Do this:
Nothing may be dropped or altered: reproduce all the data.
◇ ◇ ◇ ◇
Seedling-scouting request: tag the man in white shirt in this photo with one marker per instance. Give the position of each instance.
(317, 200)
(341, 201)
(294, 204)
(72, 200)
◇ ◇ ◇ ◇
The result:
Seedling-scouting request: tag the man in white shirt in this photo with one marker per instance. Give the position of each instance.
(317, 200)
(341, 201)
(294, 204)
(72, 200)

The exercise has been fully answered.